RECORDS FOR THIS EXERCISE
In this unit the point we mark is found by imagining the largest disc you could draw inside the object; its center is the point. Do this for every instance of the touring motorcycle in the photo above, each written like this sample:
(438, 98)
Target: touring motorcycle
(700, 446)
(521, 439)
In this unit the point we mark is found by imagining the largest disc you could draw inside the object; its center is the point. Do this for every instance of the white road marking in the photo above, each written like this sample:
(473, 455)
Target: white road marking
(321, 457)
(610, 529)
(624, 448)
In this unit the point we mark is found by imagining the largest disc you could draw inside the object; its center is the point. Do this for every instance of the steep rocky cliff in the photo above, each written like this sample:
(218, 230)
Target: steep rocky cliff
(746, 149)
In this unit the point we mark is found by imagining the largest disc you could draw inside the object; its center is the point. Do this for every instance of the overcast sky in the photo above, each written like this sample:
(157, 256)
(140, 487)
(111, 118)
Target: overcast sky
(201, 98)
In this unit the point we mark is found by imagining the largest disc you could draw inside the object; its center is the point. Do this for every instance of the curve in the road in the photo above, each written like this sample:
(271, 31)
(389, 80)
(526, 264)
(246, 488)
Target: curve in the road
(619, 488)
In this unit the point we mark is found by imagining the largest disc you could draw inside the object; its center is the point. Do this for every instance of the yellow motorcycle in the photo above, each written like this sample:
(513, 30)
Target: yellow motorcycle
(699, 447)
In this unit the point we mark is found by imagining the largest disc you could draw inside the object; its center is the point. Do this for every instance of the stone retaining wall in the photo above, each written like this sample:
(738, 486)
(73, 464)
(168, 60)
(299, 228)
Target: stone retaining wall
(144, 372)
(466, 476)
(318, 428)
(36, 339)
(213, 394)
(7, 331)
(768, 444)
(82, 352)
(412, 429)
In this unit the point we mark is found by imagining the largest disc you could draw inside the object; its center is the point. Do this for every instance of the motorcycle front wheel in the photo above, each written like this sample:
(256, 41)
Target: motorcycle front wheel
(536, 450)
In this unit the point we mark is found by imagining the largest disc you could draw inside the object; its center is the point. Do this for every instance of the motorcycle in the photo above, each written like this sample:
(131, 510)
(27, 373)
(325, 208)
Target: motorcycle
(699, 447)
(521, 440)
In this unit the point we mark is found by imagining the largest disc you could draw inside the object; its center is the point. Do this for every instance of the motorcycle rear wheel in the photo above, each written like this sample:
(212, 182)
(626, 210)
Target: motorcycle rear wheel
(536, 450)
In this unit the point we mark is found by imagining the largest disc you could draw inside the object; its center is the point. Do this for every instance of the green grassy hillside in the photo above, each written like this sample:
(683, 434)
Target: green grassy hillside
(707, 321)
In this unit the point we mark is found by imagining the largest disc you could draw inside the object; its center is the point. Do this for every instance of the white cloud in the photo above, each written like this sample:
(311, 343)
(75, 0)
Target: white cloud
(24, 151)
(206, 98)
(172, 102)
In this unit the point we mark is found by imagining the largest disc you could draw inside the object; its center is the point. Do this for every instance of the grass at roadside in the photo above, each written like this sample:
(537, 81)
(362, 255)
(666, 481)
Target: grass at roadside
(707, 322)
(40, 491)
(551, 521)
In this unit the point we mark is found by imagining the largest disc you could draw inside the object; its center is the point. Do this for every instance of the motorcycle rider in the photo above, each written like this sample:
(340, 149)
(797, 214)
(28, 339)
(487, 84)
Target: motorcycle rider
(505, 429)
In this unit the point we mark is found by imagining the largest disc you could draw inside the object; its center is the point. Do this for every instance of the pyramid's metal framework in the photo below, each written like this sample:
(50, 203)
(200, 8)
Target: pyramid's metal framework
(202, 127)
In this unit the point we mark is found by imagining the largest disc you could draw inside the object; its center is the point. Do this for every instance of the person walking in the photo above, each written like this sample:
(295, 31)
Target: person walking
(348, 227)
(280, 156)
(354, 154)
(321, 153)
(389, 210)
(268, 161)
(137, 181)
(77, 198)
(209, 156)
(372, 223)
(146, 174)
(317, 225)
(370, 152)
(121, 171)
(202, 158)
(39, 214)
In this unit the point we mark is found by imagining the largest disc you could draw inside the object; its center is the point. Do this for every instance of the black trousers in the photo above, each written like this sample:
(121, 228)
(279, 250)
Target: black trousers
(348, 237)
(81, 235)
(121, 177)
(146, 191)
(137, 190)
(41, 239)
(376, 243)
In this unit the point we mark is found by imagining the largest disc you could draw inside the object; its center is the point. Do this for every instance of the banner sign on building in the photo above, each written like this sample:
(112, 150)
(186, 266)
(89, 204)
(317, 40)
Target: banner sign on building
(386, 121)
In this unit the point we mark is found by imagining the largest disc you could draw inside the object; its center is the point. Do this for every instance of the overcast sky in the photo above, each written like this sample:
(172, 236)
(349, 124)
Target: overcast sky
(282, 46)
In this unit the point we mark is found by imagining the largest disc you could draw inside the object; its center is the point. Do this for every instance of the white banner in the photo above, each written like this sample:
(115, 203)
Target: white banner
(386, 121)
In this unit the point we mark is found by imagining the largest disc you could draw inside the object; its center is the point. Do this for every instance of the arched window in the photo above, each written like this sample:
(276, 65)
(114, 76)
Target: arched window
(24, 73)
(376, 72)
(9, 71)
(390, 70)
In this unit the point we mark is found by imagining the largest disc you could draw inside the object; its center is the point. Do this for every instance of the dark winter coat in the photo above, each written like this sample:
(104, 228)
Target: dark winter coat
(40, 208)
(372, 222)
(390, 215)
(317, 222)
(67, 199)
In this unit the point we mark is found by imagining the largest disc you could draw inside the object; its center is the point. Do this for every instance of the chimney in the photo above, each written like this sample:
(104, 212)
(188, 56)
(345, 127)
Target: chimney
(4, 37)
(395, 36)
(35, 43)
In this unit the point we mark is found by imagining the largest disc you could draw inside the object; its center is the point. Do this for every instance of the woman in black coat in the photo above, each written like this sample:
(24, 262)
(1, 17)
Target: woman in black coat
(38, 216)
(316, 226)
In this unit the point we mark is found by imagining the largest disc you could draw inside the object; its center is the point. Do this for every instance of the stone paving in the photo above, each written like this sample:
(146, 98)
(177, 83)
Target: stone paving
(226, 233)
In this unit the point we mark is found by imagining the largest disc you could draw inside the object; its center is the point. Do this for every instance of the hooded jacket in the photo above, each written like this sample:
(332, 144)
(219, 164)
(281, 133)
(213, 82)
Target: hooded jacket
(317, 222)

GIVEN TASK
Every entry should be printed again exactly as it stands.

THE ANSWER
In this unit the point we mark is found by imagining the largest disc you could draw inside the object; its center is the point. Do this for every instance of the touring motorcycle in the photo above, each written like this sample:
(438, 98)
Target: touring motorcycle
(700, 446)
(521, 439)
In this unit the point we mark is found by imagining the largest disc you could draw inside the object; its center is the point. Do this for every instance of the white road marking in the photo above, each written like this sample:
(473, 455)
Target: white road marking
(321, 457)
(610, 529)
(624, 448)
In this unit the point we mark is found by imagining the largest disc you could draw inside the object; its center is the point. Do this for every instance of the steep rocky cliff in the photo above, each written like this sample:
(218, 230)
Target: steep rocky cliff
(746, 149)
In this unit the point we mark is found by imagining the largest disc you could draw inside the object; its center is the point. Do this for every instance of the overcast sky in the photo above, each written like this sample:
(157, 256)
(140, 487)
(111, 118)
Target: overcast sky
(201, 98)
In this unit the point we mark is found by imagining the largest disc you could draw inside the object; its center is the point. Do this for every instance of the curve in the road in the photo above, each written like this sample:
(271, 31)
(389, 80)
(526, 264)
(246, 488)
Target: curve in the road
(619, 488)
In this unit the point we mark is found by imagining the largest disc you could draw inside the object; its center is the point. Do this for every instance of the yellow motorcycle in the photo above, each written like this sample:
(513, 30)
Target: yellow motorcycle
(699, 447)
In this unit the point we mark is found by imagining the largest disc you could draw inside the object; its center is the point. Do this for every instance of the stone retaining wall in the photo above, each written like this sample:
(738, 486)
(73, 464)
(168, 60)
(299, 228)
Target: stone retaining wall
(144, 372)
(466, 476)
(318, 428)
(36, 339)
(213, 394)
(7, 331)
(768, 444)
(82, 352)
(412, 429)
In this unit the point we mark is found by imagining the largest disc you could draw inside the object; its center is the point. Do this for every instance of the motorcycle front wheel in the photo above, each written like this sample:
(256, 41)
Target: motorcycle front wheel
(536, 450)
In this unit the point we mark is found by imagining the largest disc you could draw inside the object; its center is the point. Do this for every instance of the motorcycle in the photo above, each written like this sample:
(131, 510)
(27, 373)
(325, 208)
Target: motorcycle
(699, 447)
(521, 440)
In this unit the point we mark is found by imagining the largest disc you could draw inside the object; its center is the point. Do this for every instance of the motorcycle rear wheel in the photo above, each written like this sample:
(212, 182)
(626, 210)
Target: motorcycle rear wheel
(536, 450)
In this unit the point we mark is found by imagining the largest disc you could draw inside the object; its center is the point. Do this for every instance of the green grassy hillside in the photo above, each written like this sample:
(683, 434)
Target: green grassy hillside
(707, 321)
In this unit the point we mark is found by imagining the largest disc you could draw inside the object; its center is the point. Do this for every instance of the white cloud in the photo above, each written like this sample:
(311, 343)
(75, 0)
Target: white cloud
(24, 151)
(206, 98)
(172, 102)
In this unit the point we mark is found by imagining the largest disc you could draw inside the object; its center is the point. Do this for every instance of the grass at roadside in the photo above, each written like this sample:
(537, 81)
(362, 255)
(666, 481)
Target: grass at roadside
(707, 322)
(40, 491)
(551, 521)
In this unit the point we mark is found by imagining the largest disc you could draw inside the object; its center is the point. Do this for every instance of the motorcycle rider in the photo above, each written like this sample:
(340, 149)
(797, 214)
(28, 339)
(487, 84)
Target: motorcycle rider
(505, 429)
In this unit the point we mark is found by imagining the largest disc you could draw inside the object; its center is the point. Do this for every instance of the pyramid's metal framework in the photo below, each written like this sample:
(50, 203)
(200, 8)
Target: pyramid's metal framework
(202, 127)
In this unit the point we mark is found by imagining the largest disc you could draw inside the object; its center is the point. Do this for every instance of the person walking in the photo above, each written like this sample:
(295, 31)
Target: person walking
(348, 227)
(280, 156)
(354, 154)
(321, 153)
(389, 210)
(268, 161)
(137, 181)
(77, 198)
(209, 156)
(372, 223)
(146, 174)
(317, 225)
(370, 152)
(121, 171)
(202, 158)
(39, 214)
In this unit the point we mark is found by imagining the largest disc you could draw inside the object; its center is the point. Do this for every instance of the black trousers in the photo above, each written like this sample:
(121, 228)
(279, 250)
Target: black trousers
(348, 237)
(81, 235)
(121, 177)
(146, 191)
(137, 190)
(41, 239)
(376, 243)
In this unit the point we mark is found by imagining the largest disc you could draw inside the object; its center is the point. Do this for every instance of the banner sign on building in the photo above, each written like this sample:
(112, 150)
(186, 266)
(89, 204)
(317, 40)
Target: banner sign on building
(386, 121)
In this unit the point we mark is found by imagining the largest disc you could draw inside the object; its center is the point. Do this for every instance of the overcast sky in the photo above, each written like this sample:
(172, 236)
(349, 124)
Target: overcast sky
(282, 46)
In this unit the point we mark is found by imagining the largest disc you could draw inside the object; its center is the point. Do this for every instance of the white banner in the photo above, each written like this sample:
(115, 203)
Target: white banner
(386, 121)
In this unit the point we mark is found by imagining the largest disc you could draw inside the object; its center is the point. Do this for every instance of the arched window in the photo above, each written like this sample:
(276, 65)
(114, 76)
Target: arched window
(24, 73)
(376, 72)
(9, 71)
(390, 70)
In this unit the point we mark is found by imagining the largest disc you could draw inside the object; its center is the point. Do this for every instance of the dark winter coat in the photo above, each written like this sample:
(104, 228)
Target: dark winter coat
(40, 208)
(372, 222)
(390, 215)
(317, 222)
(67, 199)
In this unit the point we mark is found by imagining the largest disc you could draw inside the object; its center is the point. Do this for every instance of the chimney in the photo above, each written like this sample:
(104, 212)
(188, 56)
(345, 127)
Target: chimney
(4, 37)
(395, 36)
(35, 43)
In this unit the point we mark is found by imagining the largest disc you could draw inside the object; its center is the point. Do this for every instance of the woman in black coat in the photo above, each written like this sample:
(24, 262)
(1, 17)
Target: woman in black coat
(38, 216)
(316, 226)
In this unit the point we mark is found by imagining the largest disc you could draw inside the object; its center is the point. Do this for every instance of the stone paving in the photo above, each written like this sample:
(146, 98)
(177, 83)
Target: stone paving
(226, 233)
In this unit the point we mark is found by imagining the largest disc you could draw inside the object; its center is the point. Do this for every instance of the hooded jacket in the photo above, each written like this sample:
(332, 144)
(219, 164)
(281, 133)
(213, 82)
Target: hooded jacket
(317, 222)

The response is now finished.